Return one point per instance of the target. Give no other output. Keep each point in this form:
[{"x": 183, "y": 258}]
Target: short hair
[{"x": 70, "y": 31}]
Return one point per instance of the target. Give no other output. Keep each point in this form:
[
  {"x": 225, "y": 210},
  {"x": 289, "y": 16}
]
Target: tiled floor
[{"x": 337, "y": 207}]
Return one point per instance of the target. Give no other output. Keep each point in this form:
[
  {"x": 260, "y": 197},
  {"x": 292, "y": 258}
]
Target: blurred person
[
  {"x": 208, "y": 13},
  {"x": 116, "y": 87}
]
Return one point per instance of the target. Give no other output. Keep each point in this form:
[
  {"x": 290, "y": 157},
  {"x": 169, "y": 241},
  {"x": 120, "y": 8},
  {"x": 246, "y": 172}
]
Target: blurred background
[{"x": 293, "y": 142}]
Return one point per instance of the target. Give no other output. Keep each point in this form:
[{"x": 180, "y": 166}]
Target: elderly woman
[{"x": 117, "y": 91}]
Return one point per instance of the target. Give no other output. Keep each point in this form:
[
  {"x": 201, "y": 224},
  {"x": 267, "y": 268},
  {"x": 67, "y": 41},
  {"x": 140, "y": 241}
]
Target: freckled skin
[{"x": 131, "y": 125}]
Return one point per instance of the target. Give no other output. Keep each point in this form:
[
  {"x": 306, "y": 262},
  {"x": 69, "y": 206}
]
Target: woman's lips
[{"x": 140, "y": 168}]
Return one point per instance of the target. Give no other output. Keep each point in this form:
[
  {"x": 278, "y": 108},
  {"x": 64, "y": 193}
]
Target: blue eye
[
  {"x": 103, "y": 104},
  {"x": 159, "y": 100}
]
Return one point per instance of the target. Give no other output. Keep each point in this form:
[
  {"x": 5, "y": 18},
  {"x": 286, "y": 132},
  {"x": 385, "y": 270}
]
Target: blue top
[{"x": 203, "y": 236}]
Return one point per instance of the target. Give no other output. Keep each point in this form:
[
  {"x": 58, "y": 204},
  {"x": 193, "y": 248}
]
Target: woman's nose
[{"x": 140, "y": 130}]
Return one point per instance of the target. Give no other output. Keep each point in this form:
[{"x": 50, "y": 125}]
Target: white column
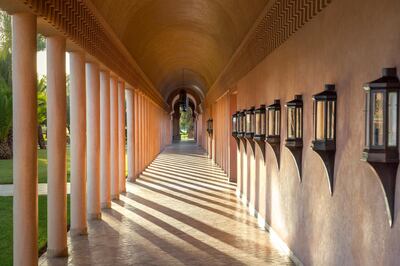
[
  {"x": 93, "y": 141},
  {"x": 114, "y": 138},
  {"x": 131, "y": 134},
  {"x": 121, "y": 136},
  {"x": 78, "y": 143},
  {"x": 105, "y": 139},
  {"x": 56, "y": 148},
  {"x": 25, "y": 219}
]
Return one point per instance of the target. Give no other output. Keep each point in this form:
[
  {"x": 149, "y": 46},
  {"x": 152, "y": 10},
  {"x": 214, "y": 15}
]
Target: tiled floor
[{"x": 181, "y": 211}]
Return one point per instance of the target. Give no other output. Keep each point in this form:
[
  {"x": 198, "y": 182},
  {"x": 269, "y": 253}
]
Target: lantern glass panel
[
  {"x": 392, "y": 119},
  {"x": 299, "y": 122},
  {"x": 330, "y": 127},
  {"x": 320, "y": 121},
  {"x": 262, "y": 117},
  {"x": 252, "y": 122},
  {"x": 377, "y": 119},
  {"x": 277, "y": 122},
  {"x": 367, "y": 116},
  {"x": 243, "y": 123},
  {"x": 271, "y": 120},
  {"x": 258, "y": 123},
  {"x": 291, "y": 123},
  {"x": 248, "y": 122}
]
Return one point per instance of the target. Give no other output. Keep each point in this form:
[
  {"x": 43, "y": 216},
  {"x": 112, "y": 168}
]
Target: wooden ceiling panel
[{"x": 167, "y": 36}]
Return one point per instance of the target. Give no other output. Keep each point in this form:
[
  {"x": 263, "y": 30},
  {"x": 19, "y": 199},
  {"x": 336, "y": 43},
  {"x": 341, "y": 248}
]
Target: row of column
[
  {"x": 150, "y": 126},
  {"x": 97, "y": 141}
]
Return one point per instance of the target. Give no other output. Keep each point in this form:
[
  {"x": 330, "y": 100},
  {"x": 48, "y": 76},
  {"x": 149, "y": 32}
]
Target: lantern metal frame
[
  {"x": 260, "y": 123},
  {"x": 274, "y": 140},
  {"x": 210, "y": 126},
  {"x": 325, "y": 147},
  {"x": 242, "y": 129},
  {"x": 383, "y": 157},
  {"x": 235, "y": 128},
  {"x": 294, "y": 143},
  {"x": 250, "y": 127}
]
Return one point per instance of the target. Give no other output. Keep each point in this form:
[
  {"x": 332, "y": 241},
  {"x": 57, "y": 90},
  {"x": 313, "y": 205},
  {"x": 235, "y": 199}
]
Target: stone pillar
[
  {"x": 121, "y": 136},
  {"x": 136, "y": 135},
  {"x": 93, "y": 141},
  {"x": 78, "y": 143},
  {"x": 105, "y": 195},
  {"x": 131, "y": 134},
  {"x": 25, "y": 219},
  {"x": 56, "y": 148},
  {"x": 114, "y": 166}
]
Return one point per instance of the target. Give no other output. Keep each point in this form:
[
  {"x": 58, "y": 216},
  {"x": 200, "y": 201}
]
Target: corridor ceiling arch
[{"x": 166, "y": 36}]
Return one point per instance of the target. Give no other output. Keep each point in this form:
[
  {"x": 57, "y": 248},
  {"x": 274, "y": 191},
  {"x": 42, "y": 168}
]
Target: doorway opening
[{"x": 186, "y": 123}]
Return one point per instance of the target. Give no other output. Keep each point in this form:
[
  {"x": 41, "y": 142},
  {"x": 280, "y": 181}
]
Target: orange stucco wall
[
  {"x": 152, "y": 131},
  {"x": 347, "y": 44}
]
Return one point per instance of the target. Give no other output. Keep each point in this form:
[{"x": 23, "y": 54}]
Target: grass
[
  {"x": 6, "y": 168},
  {"x": 6, "y": 227}
]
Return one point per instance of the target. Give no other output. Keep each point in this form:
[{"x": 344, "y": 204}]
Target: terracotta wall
[
  {"x": 152, "y": 131},
  {"x": 347, "y": 44}
]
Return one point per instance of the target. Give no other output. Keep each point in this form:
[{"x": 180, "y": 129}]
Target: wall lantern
[
  {"x": 210, "y": 126},
  {"x": 324, "y": 142},
  {"x": 260, "y": 127},
  {"x": 250, "y": 127},
  {"x": 241, "y": 124},
  {"x": 273, "y": 131},
  {"x": 294, "y": 123},
  {"x": 381, "y": 150},
  {"x": 235, "y": 125}
]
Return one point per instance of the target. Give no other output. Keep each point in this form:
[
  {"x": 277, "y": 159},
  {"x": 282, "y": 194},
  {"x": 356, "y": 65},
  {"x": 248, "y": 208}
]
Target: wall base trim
[{"x": 276, "y": 239}]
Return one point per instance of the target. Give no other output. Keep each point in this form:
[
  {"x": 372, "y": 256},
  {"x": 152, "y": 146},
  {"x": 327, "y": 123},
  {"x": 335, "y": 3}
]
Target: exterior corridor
[{"x": 181, "y": 211}]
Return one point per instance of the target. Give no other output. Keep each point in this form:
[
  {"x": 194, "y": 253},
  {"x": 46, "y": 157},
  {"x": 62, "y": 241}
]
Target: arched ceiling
[{"x": 168, "y": 37}]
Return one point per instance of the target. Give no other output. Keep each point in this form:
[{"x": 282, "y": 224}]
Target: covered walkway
[{"x": 181, "y": 211}]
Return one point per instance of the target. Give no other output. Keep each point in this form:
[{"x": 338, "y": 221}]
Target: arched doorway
[{"x": 184, "y": 117}]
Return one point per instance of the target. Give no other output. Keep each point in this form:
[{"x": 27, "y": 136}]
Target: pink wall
[{"x": 347, "y": 44}]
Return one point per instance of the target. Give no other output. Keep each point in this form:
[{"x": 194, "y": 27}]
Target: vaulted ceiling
[{"x": 181, "y": 42}]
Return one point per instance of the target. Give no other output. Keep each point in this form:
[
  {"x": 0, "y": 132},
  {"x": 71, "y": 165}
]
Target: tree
[
  {"x": 5, "y": 120},
  {"x": 5, "y": 87},
  {"x": 42, "y": 110},
  {"x": 186, "y": 121}
]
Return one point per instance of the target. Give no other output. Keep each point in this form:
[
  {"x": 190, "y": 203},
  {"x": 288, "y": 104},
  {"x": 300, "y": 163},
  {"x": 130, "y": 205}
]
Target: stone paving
[{"x": 181, "y": 211}]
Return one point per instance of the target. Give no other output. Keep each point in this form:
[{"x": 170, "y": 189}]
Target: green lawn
[
  {"x": 6, "y": 168},
  {"x": 6, "y": 227}
]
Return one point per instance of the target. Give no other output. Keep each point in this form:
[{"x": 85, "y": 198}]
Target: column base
[
  {"x": 78, "y": 231},
  {"x": 106, "y": 205},
  {"x": 94, "y": 216},
  {"x": 52, "y": 253},
  {"x": 115, "y": 197}
]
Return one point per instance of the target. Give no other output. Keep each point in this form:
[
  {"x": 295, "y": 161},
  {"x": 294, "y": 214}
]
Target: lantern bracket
[
  {"x": 296, "y": 150},
  {"x": 386, "y": 172},
  {"x": 252, "y": 145},
  {"x": 260, "y": 141},
  {"x": 274, "y": 142},
  {"x": 328, "y": 158},
  {"x": 244, "y": 143}
]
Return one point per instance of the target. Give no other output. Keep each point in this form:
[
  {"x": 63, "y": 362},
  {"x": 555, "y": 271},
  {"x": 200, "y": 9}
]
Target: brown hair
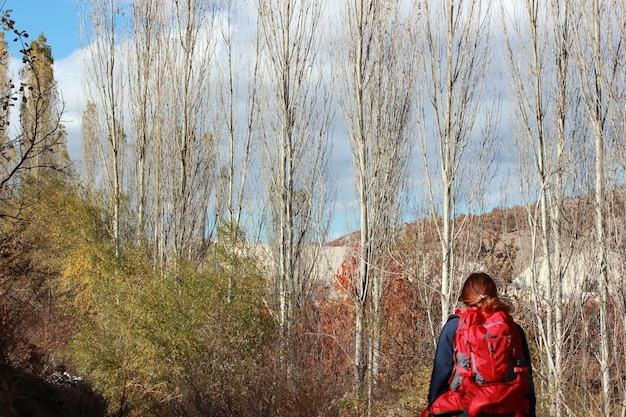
[{"x": 479, "y": 290}]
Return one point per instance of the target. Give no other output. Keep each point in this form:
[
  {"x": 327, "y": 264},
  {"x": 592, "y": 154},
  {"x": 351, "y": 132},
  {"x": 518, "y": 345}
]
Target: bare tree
[
  {"x": 376, "y": 84},
  {"x": 100, "y": 35},
  {"x": 157, "y": 105},
  {"x": 40, "y": 144},
  {"x": 453, "y": 79},
  {"x": 40, "y": 111},
  {"x": 293, "y": 123},
  {"x": 546, "y": 102},
  {"x": 236, "y": 72},
  {"x": 600, "y": 57}
]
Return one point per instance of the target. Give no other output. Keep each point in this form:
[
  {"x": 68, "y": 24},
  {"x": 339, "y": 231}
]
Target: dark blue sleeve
[{"x": 444, "y": 361}]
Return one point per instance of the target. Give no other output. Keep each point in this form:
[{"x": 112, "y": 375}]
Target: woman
[{"x": 454, "y": 383}]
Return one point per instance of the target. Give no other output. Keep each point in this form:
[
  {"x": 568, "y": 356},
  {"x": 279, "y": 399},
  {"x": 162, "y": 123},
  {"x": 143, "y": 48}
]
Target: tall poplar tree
[
  {"x": 293, "y": 128},
  {"x": 376, "y": 87}
]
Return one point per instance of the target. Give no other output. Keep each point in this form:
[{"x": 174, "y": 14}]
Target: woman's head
[{"x": 479, "y": 290}]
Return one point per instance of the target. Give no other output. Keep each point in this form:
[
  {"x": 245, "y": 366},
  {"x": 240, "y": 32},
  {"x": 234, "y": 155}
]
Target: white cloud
[{"x": 68, "y": 73}]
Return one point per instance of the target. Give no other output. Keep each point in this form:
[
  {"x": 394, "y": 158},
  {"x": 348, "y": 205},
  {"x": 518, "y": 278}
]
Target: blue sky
[{"x": 57, "y": 19}]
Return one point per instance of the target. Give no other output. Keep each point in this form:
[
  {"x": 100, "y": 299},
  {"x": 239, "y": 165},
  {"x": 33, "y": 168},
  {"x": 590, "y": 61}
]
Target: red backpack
[{"x": 489, "y": 368}]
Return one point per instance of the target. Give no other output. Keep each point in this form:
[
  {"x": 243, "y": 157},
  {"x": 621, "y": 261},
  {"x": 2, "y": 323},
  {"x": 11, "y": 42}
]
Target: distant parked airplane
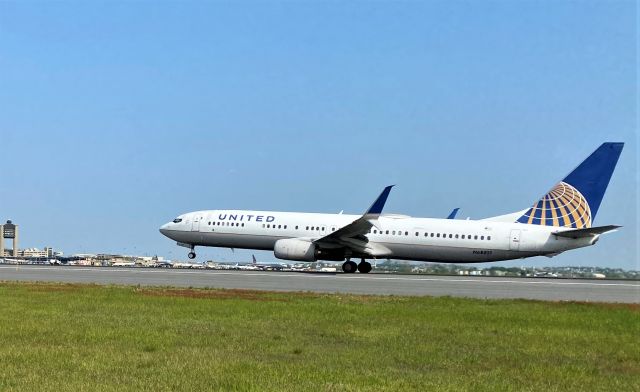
[{"x": 561, "y": 220}]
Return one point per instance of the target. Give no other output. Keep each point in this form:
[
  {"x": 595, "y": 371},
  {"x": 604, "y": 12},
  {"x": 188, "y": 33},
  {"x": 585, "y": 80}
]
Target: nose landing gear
[{"x": 364, "y": 267}]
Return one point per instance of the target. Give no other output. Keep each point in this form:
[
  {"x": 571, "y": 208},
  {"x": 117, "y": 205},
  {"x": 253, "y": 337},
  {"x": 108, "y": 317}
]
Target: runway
[{"x": 378, "y": 284}]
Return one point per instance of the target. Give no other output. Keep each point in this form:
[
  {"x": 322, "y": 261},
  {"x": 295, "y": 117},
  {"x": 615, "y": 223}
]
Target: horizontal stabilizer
[{"x": 590, "y": 232}]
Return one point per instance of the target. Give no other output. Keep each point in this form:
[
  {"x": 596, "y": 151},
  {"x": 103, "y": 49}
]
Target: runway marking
[{"x": 451, "y": 279}]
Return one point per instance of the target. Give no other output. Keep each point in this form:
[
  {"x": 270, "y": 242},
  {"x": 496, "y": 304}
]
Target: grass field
[{"x": 91, "y": 338}]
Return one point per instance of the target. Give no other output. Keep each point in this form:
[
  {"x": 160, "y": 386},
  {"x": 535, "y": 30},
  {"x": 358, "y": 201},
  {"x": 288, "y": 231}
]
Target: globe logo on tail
[{"x": 563, "y": 206}]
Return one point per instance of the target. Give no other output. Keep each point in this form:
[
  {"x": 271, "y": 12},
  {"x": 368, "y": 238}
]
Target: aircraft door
[
  {"x": 514, "y": 240},
  {"x": 195, "y": 225}
]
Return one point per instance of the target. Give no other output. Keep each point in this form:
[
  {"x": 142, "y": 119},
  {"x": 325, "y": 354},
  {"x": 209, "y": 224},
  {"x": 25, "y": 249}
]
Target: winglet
[{"x": 378, "y": 205}]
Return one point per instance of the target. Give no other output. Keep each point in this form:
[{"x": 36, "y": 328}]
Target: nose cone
[{"x": 164, "y": 229}]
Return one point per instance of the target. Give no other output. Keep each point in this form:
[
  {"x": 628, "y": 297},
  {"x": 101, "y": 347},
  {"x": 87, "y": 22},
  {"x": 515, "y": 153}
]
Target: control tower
[{"x": 9, "y": 231}]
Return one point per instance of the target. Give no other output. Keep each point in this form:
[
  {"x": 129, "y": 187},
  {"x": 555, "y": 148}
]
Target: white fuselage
[{"x": 393, "y": 236}]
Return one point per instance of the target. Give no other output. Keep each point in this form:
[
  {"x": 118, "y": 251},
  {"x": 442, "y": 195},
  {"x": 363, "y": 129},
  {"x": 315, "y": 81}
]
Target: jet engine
[{"x": 294, "y": 249}]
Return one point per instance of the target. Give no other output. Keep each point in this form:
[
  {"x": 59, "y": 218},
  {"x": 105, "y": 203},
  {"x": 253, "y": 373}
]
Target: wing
[
  {"x": 588, "y": 232},
  {"x": 352, "y": 236}
]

**What is being asked**
Gather every line in the items above that contains the string "blurred".

**Task result**
Target: blurred person
Target: blurred background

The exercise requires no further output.